_RECORDED DATA_:

__________________________________________________

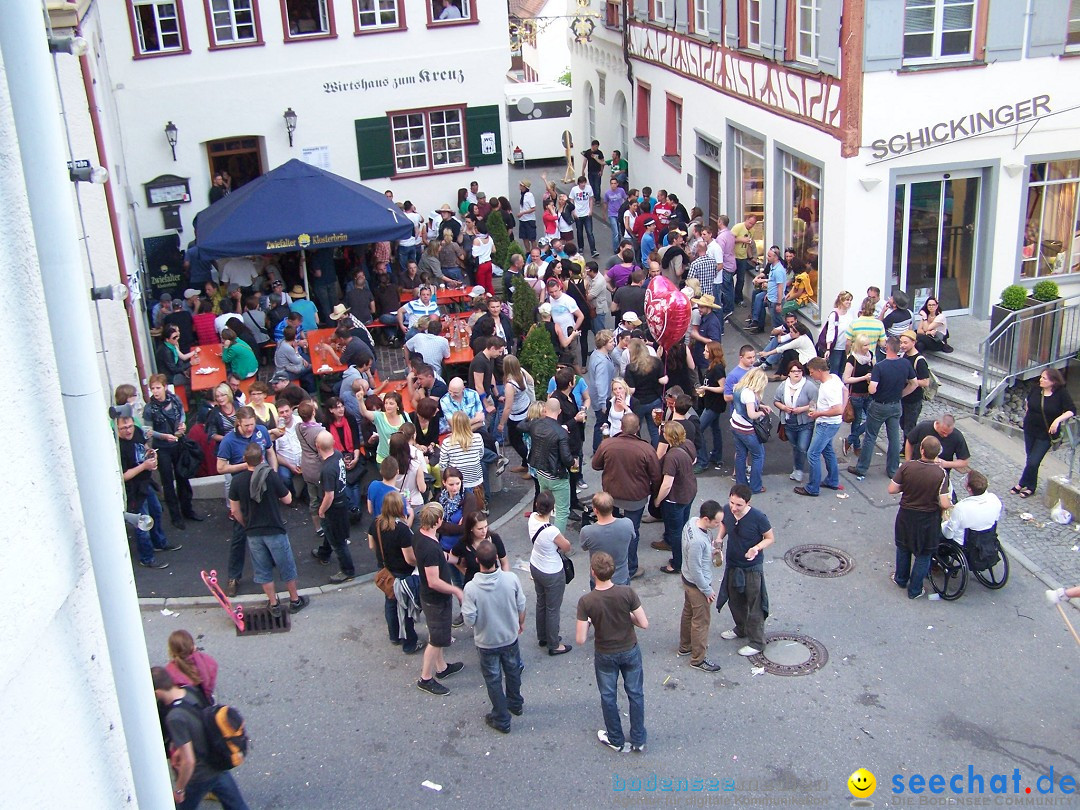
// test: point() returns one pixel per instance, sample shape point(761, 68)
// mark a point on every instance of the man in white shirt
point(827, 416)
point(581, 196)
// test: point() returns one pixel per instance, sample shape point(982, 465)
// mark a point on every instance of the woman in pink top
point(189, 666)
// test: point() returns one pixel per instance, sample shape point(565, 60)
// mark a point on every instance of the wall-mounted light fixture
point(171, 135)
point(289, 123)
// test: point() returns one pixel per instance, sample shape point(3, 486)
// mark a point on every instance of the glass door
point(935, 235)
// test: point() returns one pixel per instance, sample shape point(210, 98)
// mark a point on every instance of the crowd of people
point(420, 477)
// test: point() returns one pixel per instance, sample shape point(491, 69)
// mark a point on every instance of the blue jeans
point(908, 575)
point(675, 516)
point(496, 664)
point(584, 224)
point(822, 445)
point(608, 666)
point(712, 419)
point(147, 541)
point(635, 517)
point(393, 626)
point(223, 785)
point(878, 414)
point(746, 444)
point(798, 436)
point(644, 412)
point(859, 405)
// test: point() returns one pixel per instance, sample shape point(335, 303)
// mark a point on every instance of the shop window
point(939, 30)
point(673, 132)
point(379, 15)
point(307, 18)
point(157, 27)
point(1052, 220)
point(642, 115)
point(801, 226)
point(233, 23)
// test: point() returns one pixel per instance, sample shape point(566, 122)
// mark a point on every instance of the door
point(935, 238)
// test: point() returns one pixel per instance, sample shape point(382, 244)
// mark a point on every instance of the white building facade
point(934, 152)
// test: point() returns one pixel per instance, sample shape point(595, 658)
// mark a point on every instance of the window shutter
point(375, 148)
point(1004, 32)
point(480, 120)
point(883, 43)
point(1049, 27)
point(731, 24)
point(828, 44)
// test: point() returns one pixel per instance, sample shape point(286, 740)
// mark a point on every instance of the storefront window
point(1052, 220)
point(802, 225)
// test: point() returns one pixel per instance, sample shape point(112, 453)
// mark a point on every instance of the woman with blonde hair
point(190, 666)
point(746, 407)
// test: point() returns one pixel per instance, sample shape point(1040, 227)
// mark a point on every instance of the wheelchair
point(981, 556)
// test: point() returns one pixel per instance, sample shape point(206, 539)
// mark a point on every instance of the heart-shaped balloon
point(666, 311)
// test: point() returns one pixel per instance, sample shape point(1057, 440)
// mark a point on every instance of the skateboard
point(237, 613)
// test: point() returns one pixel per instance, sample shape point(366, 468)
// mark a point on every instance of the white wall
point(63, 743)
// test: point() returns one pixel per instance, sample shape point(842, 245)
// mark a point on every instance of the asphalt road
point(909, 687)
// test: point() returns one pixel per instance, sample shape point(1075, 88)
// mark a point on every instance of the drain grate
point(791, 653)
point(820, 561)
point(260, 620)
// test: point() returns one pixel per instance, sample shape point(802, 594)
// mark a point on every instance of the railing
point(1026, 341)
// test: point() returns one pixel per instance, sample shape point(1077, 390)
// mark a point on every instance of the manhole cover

__________________________________________________

Rewrite the material above, changing each occurrence of "every instance" to "each instance" and keeping everything else the same. Leave the pictures out of the result.

// test: point() returns one pixel per instance, sample shape point(761, 68)
// mark a point on each instance of the man in white shirt
point(827, 416)
point(581, 196)
// test: point() returns one pixel per instance, sample shape point(982, 465)
// mark a point on each instance of the woman in pink top
point(189, 666)
// test: point() returns one pixel per instance, sample shape point(565, 60)
// mark a point on each instance of the wall-mounted light fixture
point(171, 135)
point(289, 123)
// test: point() returns one pixel per instance, sample shape point(3, 486)
// mark a point on each instance of the glass door
point(935, 235)
// test: point() returns one pixel per instance, sample shape point(210, 98)
// mark a point on each instance of the crowd of people
point(420, 477)
// test: point() returns one pixel per instance, sample shape point(491, 69)
// mark a point on each instance of the blue jeans
point(908, 575)
point(675, 516)
point(496, 664)
point(584, 224)
point(822, 445)
point(608, 666)
point(712, 419)
point(147, 541)
point(635, 517)
point(393, 626)
point(223, 785)
point(878, 414)
point(746, 444)
point(798, 436)
point(644, 412)
point(859, 405)
// test: point() returns one pixel per instance, sample shape point(335, 303)
// mark a point on each instance of the shop window
point(939, 30)
point(673, 132)
point(379, 15)
point(307, 18)
point(157, 27)
point(1052, 220)
point(642, 115)
point(801, 226)
point(233, 23)
// test: point() returns one pixel per instance, sample shape point(566, 122)
// mark a point on each instance of the door
point(935, 238)
// test: point() returns one pixel per instance, sample shape point(382, 244)
// mark a point on each instance of the white building facade
point(934, 152)
// test: point() returns one pixel per instance, sample shape point(595, 658)
// mark a point on each instance of the window shutter
point(375, 148)
point(1004, 32)
point(480, 120)
point(883, 43)
point(1049, 27)
point(731, 24)
point(828, 44)
// test: point() returns one pixel per instance, sample shape point(286, 740)
// mark a point on each instance of the storefront window
point(1052, 220)
point(802, 225)
// test: point() returns one pixel per instance, sample shape point(112, 453)
// mark a point on each instance of the woman with blonde hair
point(190, 666)
point(746, 407)
// test: point() returns one pixel per instance, sample shape point(1040, 227)
// mark a point on each instance of the wheelchair
point(981, 556)
// test: point() returns one pixel per instance, sample shape point(206, 539)
// mark a point on each instance of the heart-shaped balloon
point(666, 311)
// test: point() returns one pixel per instance, sample shape point(1057, 440)
// mark a point on each instance of the skateboard
point(237, 613)
// test: point() returns one pixel per instance, sample shape point(366, 468)
// mark a point on each instance of the white wall
point(63, 743)
// test: point() returns one pixel per instance, sample shape point(842, 245)
// mark a point on each instance of the asphalt road
point(909, 687)
// test: point() returns one pixel per instance, sample shape point(1075, 88)
// mark a point on each instance of the drain grate
point(791, 653)
point(820, 561)
point(260, 620)
// test: point() returns one pixel per instance, sample shape point(802, 594)
// mark a point on each instance of the railing
point(1026, 341)
// test: point() returns one pixel per instance, sample shape point(1077, 390)
// mark a point on each instance of the manhole cover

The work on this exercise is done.